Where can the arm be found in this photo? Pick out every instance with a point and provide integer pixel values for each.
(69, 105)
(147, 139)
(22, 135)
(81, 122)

• [Assignment] Each entry above should be retyped exactly, with nothing missed.

• [Response to this exercise]
Where can the arm be found in this photo? Pick out every instance with a point and provide integer pixel values for each.
(69, 105)
(147, 139)
(22, 135)
(81, 122)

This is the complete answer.